■ **WHAT YOU SHOULD DO**
Within the entries below, output exactly the lines between the line containing "142, row 475." and the line containing "11, row 195.", inclusive, and omit any picture.

■ **DATA PROVIDED**

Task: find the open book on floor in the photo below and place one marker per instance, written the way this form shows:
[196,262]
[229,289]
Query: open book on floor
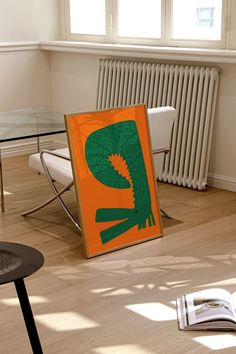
[211,309]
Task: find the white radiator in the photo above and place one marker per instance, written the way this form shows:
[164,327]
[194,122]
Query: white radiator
[191,90]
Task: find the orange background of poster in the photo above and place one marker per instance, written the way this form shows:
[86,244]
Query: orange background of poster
[93,195]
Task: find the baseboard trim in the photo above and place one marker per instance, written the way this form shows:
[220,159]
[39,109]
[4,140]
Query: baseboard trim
[222,182]
[28,148]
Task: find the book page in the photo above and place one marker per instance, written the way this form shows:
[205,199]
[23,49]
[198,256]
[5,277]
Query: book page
[208,305]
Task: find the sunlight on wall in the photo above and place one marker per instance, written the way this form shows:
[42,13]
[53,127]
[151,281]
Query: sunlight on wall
[154,311]
[33,300]
[217,342]
[65,321]
[122,349]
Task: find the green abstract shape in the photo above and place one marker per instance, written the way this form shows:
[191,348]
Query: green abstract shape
[120,139]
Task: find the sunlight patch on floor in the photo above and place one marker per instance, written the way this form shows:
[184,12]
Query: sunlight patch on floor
[65,321]
[154,311]
[217,342]
[101,290]
[118,292]
[122,349]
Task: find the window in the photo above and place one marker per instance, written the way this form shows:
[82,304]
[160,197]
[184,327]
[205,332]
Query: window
[155,22]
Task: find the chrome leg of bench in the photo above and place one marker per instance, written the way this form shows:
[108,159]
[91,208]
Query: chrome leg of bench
[164,213]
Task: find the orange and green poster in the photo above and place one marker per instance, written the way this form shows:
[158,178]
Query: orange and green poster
[114,179]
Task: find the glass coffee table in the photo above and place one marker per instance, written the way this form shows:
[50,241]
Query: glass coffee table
[24,124]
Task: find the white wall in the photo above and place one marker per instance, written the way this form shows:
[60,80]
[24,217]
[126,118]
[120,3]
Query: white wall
[27,20]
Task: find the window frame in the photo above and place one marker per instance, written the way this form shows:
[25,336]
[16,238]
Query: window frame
[166,29]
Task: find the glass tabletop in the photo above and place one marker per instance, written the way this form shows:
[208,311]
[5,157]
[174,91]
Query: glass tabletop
[29,123]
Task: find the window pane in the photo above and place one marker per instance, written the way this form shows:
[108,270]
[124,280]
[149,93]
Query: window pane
[88,17]
[139,18]
[197,19]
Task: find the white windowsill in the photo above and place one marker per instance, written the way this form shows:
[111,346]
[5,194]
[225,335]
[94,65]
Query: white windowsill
[122,50]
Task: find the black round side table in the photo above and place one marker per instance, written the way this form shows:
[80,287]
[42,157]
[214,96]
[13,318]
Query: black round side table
[17,262]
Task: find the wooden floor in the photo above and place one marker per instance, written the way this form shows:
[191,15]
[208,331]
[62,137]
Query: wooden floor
[122,302]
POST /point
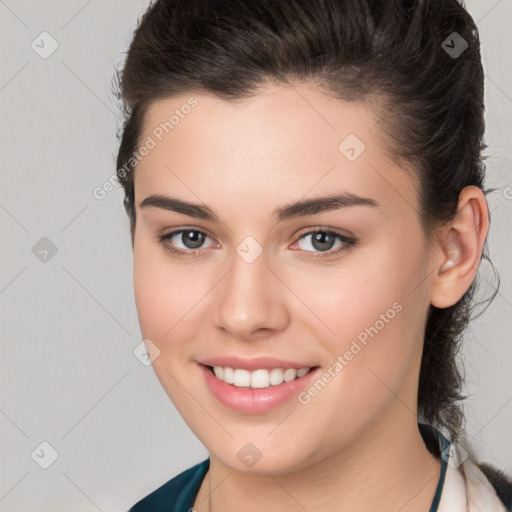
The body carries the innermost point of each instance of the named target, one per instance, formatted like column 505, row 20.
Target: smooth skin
column 355, row 446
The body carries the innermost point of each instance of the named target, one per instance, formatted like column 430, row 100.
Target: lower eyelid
column 165, row 241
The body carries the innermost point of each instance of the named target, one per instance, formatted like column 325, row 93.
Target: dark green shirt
column 179, row 493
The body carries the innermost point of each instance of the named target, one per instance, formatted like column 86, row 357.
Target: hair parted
column 388, row 55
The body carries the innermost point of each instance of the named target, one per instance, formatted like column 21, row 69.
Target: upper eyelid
column 309, row 231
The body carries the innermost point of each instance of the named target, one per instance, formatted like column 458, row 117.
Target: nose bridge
column 246, row 299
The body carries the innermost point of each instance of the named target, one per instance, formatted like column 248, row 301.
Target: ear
column 460, row 248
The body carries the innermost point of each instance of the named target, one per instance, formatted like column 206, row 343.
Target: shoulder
column 176, row 494
column 488, row 481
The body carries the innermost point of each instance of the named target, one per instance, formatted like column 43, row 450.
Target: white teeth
column 258, row 378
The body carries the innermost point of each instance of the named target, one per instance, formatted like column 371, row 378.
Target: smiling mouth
column 258, row 379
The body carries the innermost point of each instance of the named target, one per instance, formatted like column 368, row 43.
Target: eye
column 322, row 241
column 184, row 242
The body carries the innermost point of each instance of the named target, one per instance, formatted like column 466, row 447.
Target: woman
column 304, row 183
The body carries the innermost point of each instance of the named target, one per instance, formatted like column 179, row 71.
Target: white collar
column 478, row 496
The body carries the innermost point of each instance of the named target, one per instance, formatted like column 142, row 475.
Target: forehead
column 287, row 139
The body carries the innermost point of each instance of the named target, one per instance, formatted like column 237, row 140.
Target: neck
column 388, row 464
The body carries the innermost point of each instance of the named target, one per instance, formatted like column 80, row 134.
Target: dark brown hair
column 392, row 55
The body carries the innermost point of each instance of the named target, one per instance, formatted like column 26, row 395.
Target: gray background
column 69, row 324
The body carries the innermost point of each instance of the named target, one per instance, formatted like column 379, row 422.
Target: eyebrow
column 297, row 209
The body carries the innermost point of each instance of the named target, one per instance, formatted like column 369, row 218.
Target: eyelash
column 347, row 243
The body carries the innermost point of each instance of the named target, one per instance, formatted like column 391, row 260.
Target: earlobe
column 461, row 248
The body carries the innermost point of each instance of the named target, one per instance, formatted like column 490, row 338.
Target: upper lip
column 254, row 363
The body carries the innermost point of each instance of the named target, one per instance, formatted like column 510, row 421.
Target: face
column 341, row 288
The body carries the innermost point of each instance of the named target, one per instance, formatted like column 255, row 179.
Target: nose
column 250, row 301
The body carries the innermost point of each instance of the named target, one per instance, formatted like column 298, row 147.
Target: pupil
column 193, row 242
column 320, row 243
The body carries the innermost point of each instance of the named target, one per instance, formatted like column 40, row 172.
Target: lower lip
column 254, row 400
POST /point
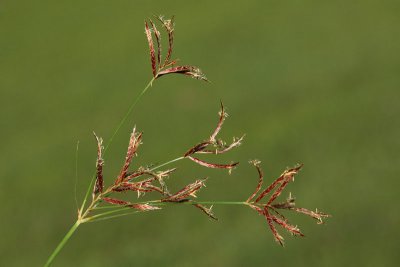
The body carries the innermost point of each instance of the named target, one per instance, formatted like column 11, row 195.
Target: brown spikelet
column 191, row 71
column 277, row 236
column 314, row 214
column 284, row 223
column 256, row 164
column 151, row 48
column 168, row 24
column 223, row 149
column 197, row 148
column 281, row 179
column 144, row 207
column 158, row 40
column 213, row 165
column 98, row 186
column 115, row 201
column 134, row 142
column 207, row 211
column 222, row 116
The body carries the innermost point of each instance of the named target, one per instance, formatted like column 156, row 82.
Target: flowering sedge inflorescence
column 145, row 180
column 270, row 208
column 160, row 66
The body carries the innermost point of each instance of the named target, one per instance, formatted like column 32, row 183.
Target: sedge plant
column 103, row 202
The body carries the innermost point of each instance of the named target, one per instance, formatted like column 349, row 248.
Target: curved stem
column 121, row 123
column 62, row 243
column 81, row 213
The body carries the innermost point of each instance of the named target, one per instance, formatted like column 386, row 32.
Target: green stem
column 62, row 243
column 121, row 123
column 127, row 114
column 81, row 218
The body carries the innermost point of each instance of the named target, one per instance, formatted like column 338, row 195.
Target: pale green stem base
column 62, row 243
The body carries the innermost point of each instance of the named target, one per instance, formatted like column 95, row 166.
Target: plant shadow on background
column 308, row 82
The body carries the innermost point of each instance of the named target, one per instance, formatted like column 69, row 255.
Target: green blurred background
column 307, row 81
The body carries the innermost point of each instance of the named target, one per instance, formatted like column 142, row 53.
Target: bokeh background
column 308, row 81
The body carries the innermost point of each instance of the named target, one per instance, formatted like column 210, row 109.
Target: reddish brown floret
column 134, row 143
column 151, row 48
column 98, row 186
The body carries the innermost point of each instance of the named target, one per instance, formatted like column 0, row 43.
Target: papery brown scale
column 277, row 236
column 206, row 210
column 169, row 26
column 98, row 187
column 316, row 215
column 187, row 191
column 115, row 201
column 151, row 48
column 217, row 151
column 144, row 207
column 132, row 148
column 197, row 148
column 258, row 209
column 287, row 177
column 222, row 116
column 291, row 228
column 280, row 179
column 278, row 192
column 158, row 40
column 177, row 69
column 260, row 180
column 213, row 165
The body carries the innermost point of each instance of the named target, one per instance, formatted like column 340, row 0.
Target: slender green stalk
column 62, row 243
column 81, row 218
column 89, row 189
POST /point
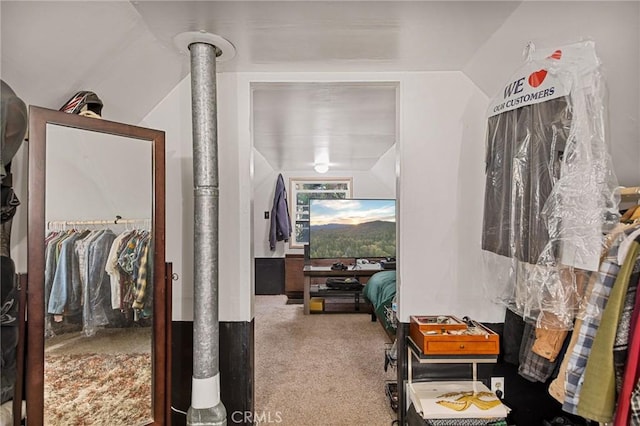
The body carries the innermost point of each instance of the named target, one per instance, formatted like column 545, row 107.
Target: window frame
column 293, row 200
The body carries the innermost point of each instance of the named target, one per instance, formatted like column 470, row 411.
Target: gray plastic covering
column 550, row 192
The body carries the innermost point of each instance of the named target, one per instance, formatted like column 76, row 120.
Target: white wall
column 441, row 118
column 614, row 26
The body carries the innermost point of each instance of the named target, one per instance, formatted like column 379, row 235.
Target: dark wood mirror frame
column 39, row 118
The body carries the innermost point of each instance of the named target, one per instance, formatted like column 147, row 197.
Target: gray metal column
column 206, row 406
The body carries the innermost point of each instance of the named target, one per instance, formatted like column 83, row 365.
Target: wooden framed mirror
column 97, row 302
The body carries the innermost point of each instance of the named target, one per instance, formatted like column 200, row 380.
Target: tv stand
column 355, row 271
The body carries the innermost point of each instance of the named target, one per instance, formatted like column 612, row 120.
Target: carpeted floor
column 104, row 379
column 98, row 389
column 320, row 369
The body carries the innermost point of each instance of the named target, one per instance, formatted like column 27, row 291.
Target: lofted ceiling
column 126, row 53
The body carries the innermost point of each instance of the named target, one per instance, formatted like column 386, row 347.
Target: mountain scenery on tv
column 352, row 229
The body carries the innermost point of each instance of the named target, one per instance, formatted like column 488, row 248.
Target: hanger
column 632, row 211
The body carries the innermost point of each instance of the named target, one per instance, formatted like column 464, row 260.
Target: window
column 303, row 189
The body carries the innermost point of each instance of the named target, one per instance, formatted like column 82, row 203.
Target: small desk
column 326, row 271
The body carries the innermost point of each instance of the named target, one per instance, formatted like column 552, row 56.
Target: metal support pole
column 206, row 406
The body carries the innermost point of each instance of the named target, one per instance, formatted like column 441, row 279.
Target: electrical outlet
column 497, row 386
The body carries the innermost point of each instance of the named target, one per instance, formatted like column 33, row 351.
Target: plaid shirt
column 577, row 363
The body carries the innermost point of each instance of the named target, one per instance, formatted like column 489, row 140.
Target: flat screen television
column 352, row 228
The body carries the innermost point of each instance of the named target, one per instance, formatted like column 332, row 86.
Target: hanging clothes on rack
column 97, row 275
column 280, row 229
column 550, row 186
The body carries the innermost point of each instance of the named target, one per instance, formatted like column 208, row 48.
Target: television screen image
column 352, row 228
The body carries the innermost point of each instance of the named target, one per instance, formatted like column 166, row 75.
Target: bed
column 380, row 291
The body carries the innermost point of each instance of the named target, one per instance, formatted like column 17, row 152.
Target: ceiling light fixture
column 321, row 167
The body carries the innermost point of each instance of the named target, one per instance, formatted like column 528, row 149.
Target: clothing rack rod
column 96, row 222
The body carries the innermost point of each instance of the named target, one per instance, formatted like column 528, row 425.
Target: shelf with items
column 449, row 340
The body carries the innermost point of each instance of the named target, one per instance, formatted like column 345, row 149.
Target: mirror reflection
column 98, row 279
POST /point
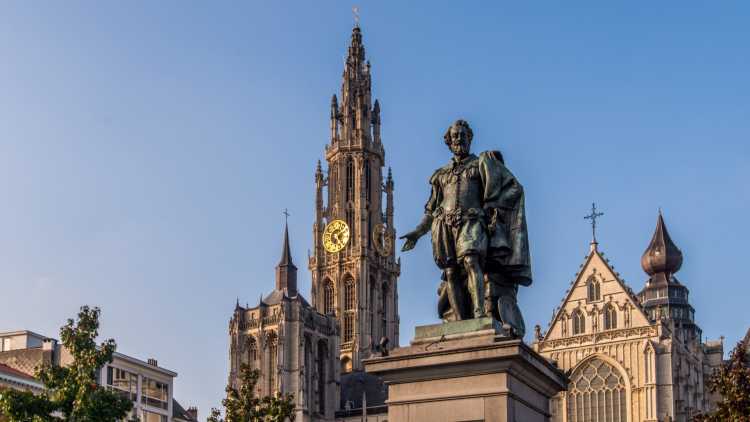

■ **WRITTEN ANSWER**
The body carries the innermost point of each instance of the named target, one per instance, formatted like column 142, row 475.
Target: forehead
column 287, row 139
The body carries the innermost point of each instance of the named target, one per instance, formatted like column 237, row 140.
Target: neck
column 388, row 464
The body carries the innermost point of each instance of the named target, one per instance, formatted like column 80, row 134.
Target: dark brown hair
column 392, row 55
The body carries the innermost point of each instance of the named target, one per instance, formatted like column 26, row 395.
Target: gray background
column 69, row 324
The body carries the innermost point of each instance of the named target, one per instance, formatted like column 379, row 422.
Target: eyebrow
column 297, row 209
The body carries the innermost point of each instance of the named target, one per instance, formatted like column 369, row 218.
Target: eyelash
column 347, row 243
The body carries the innermost point of each instance of the named target, one per instance, formatted like column 391, row 260.
Target: earlobe
column 461, row 248
The body carries the innermost point of each instance of the named target, one per instance, formatted like column 490, row 338.
Target: upper lip
column 254, row 363
The body carries the innermost point of each instance of the named target, one per instance, formatted like column 510, row 421.
Target: face
column 341, row 288
The body carries the innermost point of each instance of the named target, one per instance, formatted like column 255, row 179.
Target: nose
column 250, row 301
The body carries the innermost point of each instance of the named target, one per instance, formatted like column 298, row 147.
Target: pupil
column 193, row 242
column 320, row 243
The body carries the innermost point of each instance of the named target, one per instance, formatted like column 40, row 172.
Target: lower lip
column 254, row 400
POST /point
The body carries the innermost point of each instance of the named target, one per instance, formatted like column 11, row 195.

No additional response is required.